YOUR OBJECTIVE:
Make an exact copy of the entries, and keep any pictures out of it.

═══ SUPPLIED MATERIAL ═══

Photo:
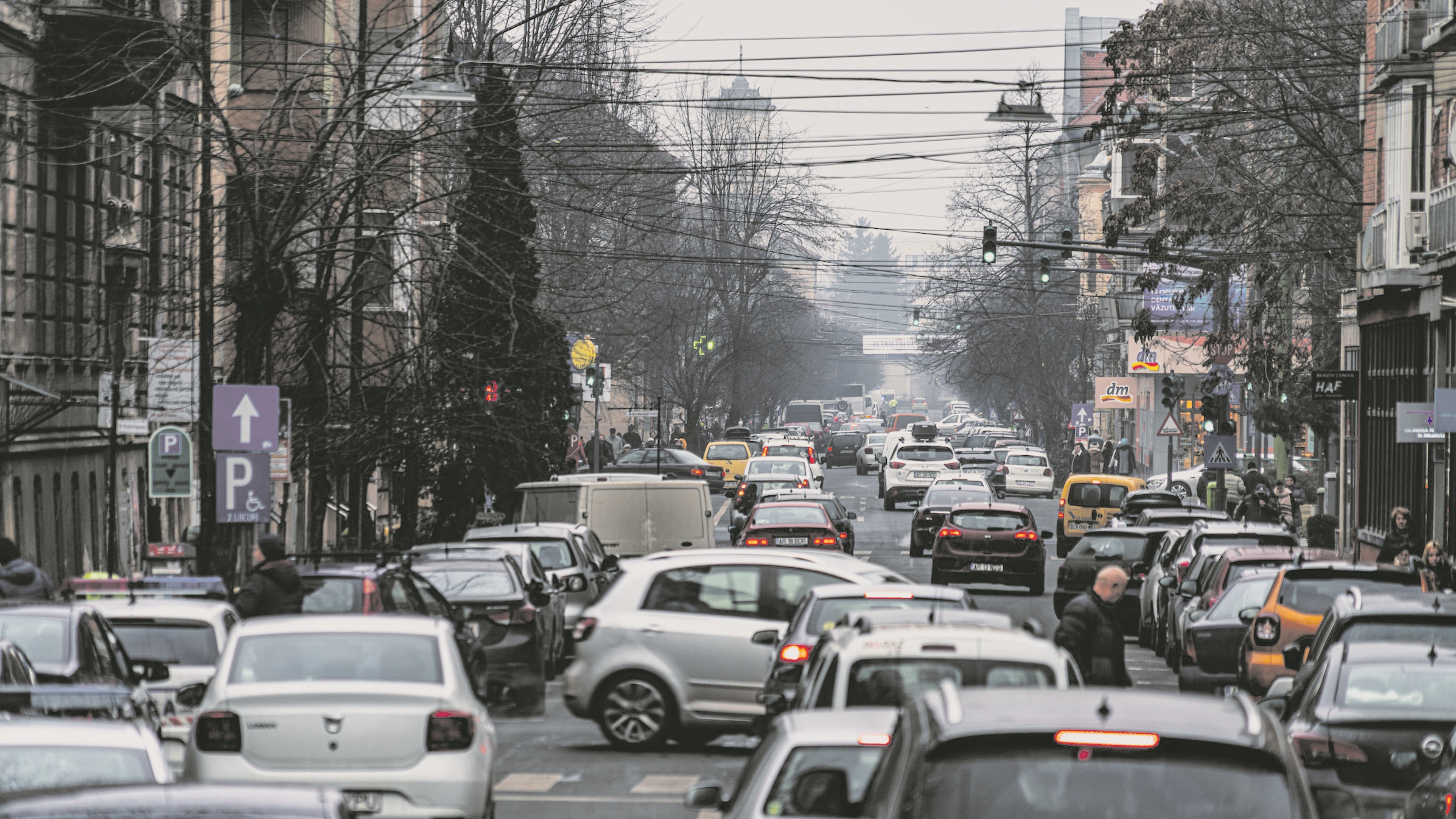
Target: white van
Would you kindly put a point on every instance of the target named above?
(631, 517)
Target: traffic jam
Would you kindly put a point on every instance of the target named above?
(771, 632)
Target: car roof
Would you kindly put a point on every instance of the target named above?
(1040, 710)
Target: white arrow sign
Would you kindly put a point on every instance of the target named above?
(245, 412)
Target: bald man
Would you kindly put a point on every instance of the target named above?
(1090, 630)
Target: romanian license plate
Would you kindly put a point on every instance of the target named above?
(363, 801)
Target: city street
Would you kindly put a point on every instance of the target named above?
(558, 765)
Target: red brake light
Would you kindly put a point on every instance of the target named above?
(1107, 738)
(794, 653)
(449, 731)
(219, 732)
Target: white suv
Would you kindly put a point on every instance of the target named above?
(681, 643)
(912, 467)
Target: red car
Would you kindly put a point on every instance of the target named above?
(794, 524)
(990, 543)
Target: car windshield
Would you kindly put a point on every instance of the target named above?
(480, 581)
(1315, 596)
(966, 493)
(44, 767)
(43, 638)
(896, 681)
(171, 642)
(827, 613)
(858, 762)
(789, 515)
(1034, 779)
(1423, 689)
(989, 521)
(1248, 594)
(322, 657)
(778, 467)
(925, 455)
(1097, 495)
(727, 453)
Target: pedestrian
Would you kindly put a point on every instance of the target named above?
(1438, 569)
(1091, 635)
(1081, 460)
(19, 578)
(273, 587)
(1399, 542)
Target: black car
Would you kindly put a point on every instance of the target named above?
(1216, 636)
(1376, 720)
(935, 507)
(1133, 549)
(673, 463)
(1028, 753)
(494, 602)
(842, 450)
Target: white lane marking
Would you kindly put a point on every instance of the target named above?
(664, 784)
(530, 783)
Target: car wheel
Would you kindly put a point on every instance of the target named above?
(637, 712)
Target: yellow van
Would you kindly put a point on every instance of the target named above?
(733, 457)
(1087, 504)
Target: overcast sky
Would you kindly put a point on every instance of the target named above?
(978, 40)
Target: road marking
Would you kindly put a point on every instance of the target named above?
(664, 784)
(533, 783)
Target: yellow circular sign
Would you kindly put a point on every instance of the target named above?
(583, 354)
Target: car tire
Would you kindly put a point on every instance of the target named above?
(635, 712)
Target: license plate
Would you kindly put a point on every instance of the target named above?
(363, 801)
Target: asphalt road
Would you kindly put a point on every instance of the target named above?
(559, 767)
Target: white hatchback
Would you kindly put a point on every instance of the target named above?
(379, 708)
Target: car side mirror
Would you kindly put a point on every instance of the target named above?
(708, 796)
(191, 695)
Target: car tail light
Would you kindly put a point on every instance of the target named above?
(522, 615)
(1265, 629)
(1107, 738)
(794, 653)
(219, 732)
(450, 731)
(1317, 748)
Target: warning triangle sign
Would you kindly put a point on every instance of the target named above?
(1169, 427)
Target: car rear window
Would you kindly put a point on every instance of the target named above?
(896, 681)
(1097, 495)
(925, 455)
(727, 453)
(1314, 596)
(989, 521)
(350, 655)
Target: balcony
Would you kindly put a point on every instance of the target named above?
(104, 53)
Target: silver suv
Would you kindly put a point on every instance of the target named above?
(681, 643)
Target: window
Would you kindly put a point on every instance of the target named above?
(707, 590)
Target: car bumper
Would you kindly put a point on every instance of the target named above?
(446, 784)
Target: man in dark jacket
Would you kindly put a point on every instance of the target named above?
(1090, 632)
(274, 587)
(19, 578)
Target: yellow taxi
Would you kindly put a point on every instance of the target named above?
(1088, 501)
(733, 457)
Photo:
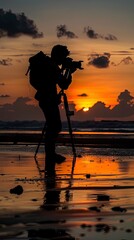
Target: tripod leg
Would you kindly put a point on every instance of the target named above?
(42, 134)
(69, 123)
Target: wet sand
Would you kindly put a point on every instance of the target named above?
(95, 202)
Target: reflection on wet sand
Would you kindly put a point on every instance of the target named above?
(79, 195)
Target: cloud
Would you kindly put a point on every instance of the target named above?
(4, 96)
(82, 95)
(17, 24)
(93, 35)
(127, 61)
(20, 110)
(6, 62)
(99, 61)
(63, 32)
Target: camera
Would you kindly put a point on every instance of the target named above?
(72, 65)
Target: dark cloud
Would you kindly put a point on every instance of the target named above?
(125, 97)
(4, 96)
(20, 110)
(110, 37)
(93, 35)
(121, 52)
(17, 24)
(63, 32)
(127, 60)
(6, 62)
(82, 95)
(99, 61)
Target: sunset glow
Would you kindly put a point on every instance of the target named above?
(105, 47)
(85, 109)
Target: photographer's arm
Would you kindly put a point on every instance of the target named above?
(65, 80)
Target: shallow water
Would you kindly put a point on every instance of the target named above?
(66, 200)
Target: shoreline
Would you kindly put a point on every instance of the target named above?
(113, 140)
(67, 206)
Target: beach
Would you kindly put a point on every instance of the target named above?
(91, 197)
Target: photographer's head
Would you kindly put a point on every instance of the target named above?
(59, 54)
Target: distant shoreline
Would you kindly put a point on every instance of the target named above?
(93, 140)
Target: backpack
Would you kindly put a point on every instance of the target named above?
(36, 68)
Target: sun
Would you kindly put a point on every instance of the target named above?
(85, 109)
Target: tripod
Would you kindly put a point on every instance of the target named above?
(68, 114)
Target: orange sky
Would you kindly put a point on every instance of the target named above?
(96, 84)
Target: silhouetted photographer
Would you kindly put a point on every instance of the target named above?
(45, 74)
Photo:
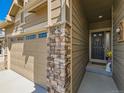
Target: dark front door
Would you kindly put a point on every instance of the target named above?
(97, 45)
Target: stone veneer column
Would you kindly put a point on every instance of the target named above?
(58, 68)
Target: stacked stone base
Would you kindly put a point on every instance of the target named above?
(58, 72)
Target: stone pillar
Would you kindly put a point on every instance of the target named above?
(58, 68)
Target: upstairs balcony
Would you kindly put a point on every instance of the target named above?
(35, 5)
(15, 7)
(10, 18)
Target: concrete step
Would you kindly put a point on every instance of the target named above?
(99, 69)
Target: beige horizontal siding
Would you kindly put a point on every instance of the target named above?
(56, 11)
(79, 45)
(29, 58)
(118, 64)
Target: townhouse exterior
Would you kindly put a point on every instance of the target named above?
(2, 50)
(51, 41)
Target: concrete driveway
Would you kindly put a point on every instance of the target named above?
(11, 82)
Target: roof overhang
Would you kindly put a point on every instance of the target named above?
(5, 24)
(16, 5)
(35, 5)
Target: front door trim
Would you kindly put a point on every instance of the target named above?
(90, 34)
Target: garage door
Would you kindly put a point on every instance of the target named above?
(29, 59)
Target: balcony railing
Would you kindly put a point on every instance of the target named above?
(34, 5)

═══

SOLVED EXERCISE:
Photo:
Target: white van
Would you kindly put a point on every instance of the target named above?
(631, 517)
Target: traffic jam
Would you kindly put a point on every instance of the target named above?
(771, 632)
Target: car roof
Would you kindly put a point on every instance of the target named above?
(1040, 710)
Target: white arrow sign
Would you kindly put a point on every instance of the target named above?
(245, 412)
Target: bald man
Would you kindly put a point on every instance of the target named above?
(1090, 630)
Target: romanian license plate
Would you kindly put a point on every instance of the target named above?
(363, 801)
Target: city street
Would you kindly put a point on every instance of the target named above?
(558, 765)
Target: red brake light
Would you kindly put a point on every instance of the target named above?
(1107, 738)
(794, 653)
(449, 731)
(219, 732)
Target: white suv
Would you kindly put a point on every instance of the target named above?
(681, 643)
(912, 467)
Target: red car
Would you kindly put a point on every instance of the target named above?
(794, 524)
(990, 543)
Target: car windshield
Would you kindly put a point on every instance of the target named above?
(480, 581)
(1315, 596)
(966, 493)
(44, 767)
(43, 638)
(896, 681)
(171, 642)
(827, 613)
(858, 762)
(789, 515)
(1034, 779)
(1423, 689)
(989, 521)
(1248, 594)
(322, 657)
(778, 467)
(925, 455)
(1097, 495)
(727, 453)
Target: pedestrian
Would you kindly put a point on every instance of the target named above?
(1438, 569)
(1091, 635)
(1081, 460)
(19, 578)
(273, 587)
(1399, 542)
Target: black car
Would you kindly put a point on every instance of the target named above?
(1216, 636)
(1376, 720)
(935, 507)
(1133, 549)
(673, 463)
(1028, 753)
(494, 602)
(842, 450)
Target: white lane marking
Would you kindly put a point on every instance of the target named above?
(664, 784)
(530, 783)
Target: car wheel
Would you kindly put a point on every instance of the target named above?
(637, 712)
Target: yellow van
Would you kindly put a point on every instance of the target named above?
(733, 457)
(1087, 504)
Target: overcast sky
Would you kindly put a point on every instance of the target named above?
(978, 40)
Target: road marking
Would you kindly put a point on every instance of the target named above?
(664, 784)
(533, 783)
Target: yellow circular sign
Would you kindly put a point on every instance of the target named above?
(583, 354)
Target: car tire
Would you kindly put a point on every instance of the target named above?
(635, 712)
Target: license plate
Would you kindly put a point on every instance of the target named above?
(363, 801)
Target: asphalt road
Would you kindly put a point on every instance of the target named above?
(559, 767)
Target: white hatchback
Would you kindly put a point on every instance of the target named above?
(379, 708)
Target: car side mirror
Would you kindly put a point on every instance of the target named above?
(708, 796)
(191, 695)
Target: car tail light
Would you kindly put a point on every instance of the target named above?
(522, 615)
(1265, 629)
(1107, 738)
(794, 653)
(219, 732)
(450, 731)
(1317, 748)
Target: warning triangle sign
Would you kindly put a point on every instance of the target named above?
(1169, 427)
Target: car rear window
Would you kindly put a point on every instance of the target named above?
(896, 681)
(1097, 495)
(925, 455)
(727, 453)
(1314, 596)
(989, 521)
(350, 655)
Target: balcony
Would you kindly put a point on every instance of the target named above?
(104, 53)
Target: silver suv
Would you kindly put a point on every instance of the target named above?
(681, 643)
Target: window
Would you kindly put a point on every instance of the target named above?
(707, 590)
Target: car bumper
Would you kindly put a point on every instance of the target named above?
(446, 784)
Target: man in dark jacket
Would you kindly put a point on every instance of the target named above?
(1090, 632)
(274, 587)
(19, 578)
Target: yellow taxi
Would you kindly put a point on every instance of the target named above?
(1088, 501)
(733, 457)
Photo:
Target: tripod leg
Would you kindly put a point on every instance of the target named above?
(42, 134)
(69, 123)
Target: wet sand
Would you kindly put a point on every instance of the target named above?
(95, 202)
Target: reflection on wet sand
Would you kindly put a point on every instance of the target named above?
(79, 195)
Target: cloud
Would you kindly put a point on every instance of the target named above?
(4, 96)
(82, 95)
(17, 24)
(93, 35)
(127, 61)
(20, 110)
(6, 62)
(99, 61)
(63, 32)
Target: camera
Would you kindly put a point on every instance of the target named above?
(72, 65)
Target: dark cloud
Would you kindly put a point on every instance of the target named above?
(125, 97)
(4, 96)
(20, 110)
(110, 37)
(93, 35)
(121, 52)
(17, 24)
(63, 32)
(127, 60)
(6, 62)
(82, 95)
(99, 61)
Target: sunset glow
Would you kindly put a point on every instance of the target named above?
(105, 47)
(85, 109)
Target: photographer's arm
Would you kindly put a point on every instance of the target named above?
(65, 80)
Target: shallow water
Would you kindly put a point on every instance of the target named above?
(66, 200)
Target: shoreline
Would you kindly put a point on every instance of the target named above?
(113, 140)
(67, 206)
Target: beach
Would you kindly put a point on every instance of the target named above?
(91, 197)
Target: photographer's head
Would you kindly put a point on every instance of the target named above?
(59, 54)
Target: distant shoreline
Would you kindly put a point on every instance of the target named above?
(93, 140)
Target: backpack
Would you kindly put a point on every instance of the target named above?
(36, 68)
Target: sun
Would you kindly put a point on every instance of the target named above?
(85, 109)
Target: tripod
Would you kindly put a point on every instance of the target named above?
(68, 114)
Target: orange sky
Would you kindly put a point on every instance of the target named above?
(96, 84)
Target: silhouetted photographer
Would you kindly put a point on every instance of the target named above?
(45, 74)
Photo:
Target: dark front door
Would you kindly put a point on every instance of the target named above?
(97, 45)
Target: stone veneer column
Would you kindly put a point on every instance of the target named above?
(58, 68)
Target: stacked stone base
Would you kindly put a point on every instance of the target named above?
(58, 72)
Target: stone pillar
Would you kindly put a point on every instance of the target named above?
(58, 68)
Target: upstairs balcony
Would you kindly put a point on every instance of the target named above?
(35, 5)
(15, 7)
(10, 18)
Target: concrete step
Would you kindly put a point on every instance of the target named above?
(99, 69)
Target: beige horizontal siding
Would you kindly put a point on every instance of the target named above?
(56, 11)
(79, 45)
(29, 58)
(118, 64)
Target: townhouse exterior
Would you kindly put a point on every instance of the target named above?
(2, 50)
(51, 41)
Target: concrete driveway
Would you kindly put a point on every instance of the target named above?
(11, 82)
Target: roof overhang
Would you kindly put a point on every instance of the target named above?
(5, 24)
(16, 5)
(35, 5)
Target: front door trim
Would you kindly put a point on every instance of the target named above?
(90, 34)
Target: garage door
Would you kindly put a point on every instance of the target named above?
(29, 59)
Target: balcony railing
Would you kindly put a point on every instance of the target named above?
(34, 5)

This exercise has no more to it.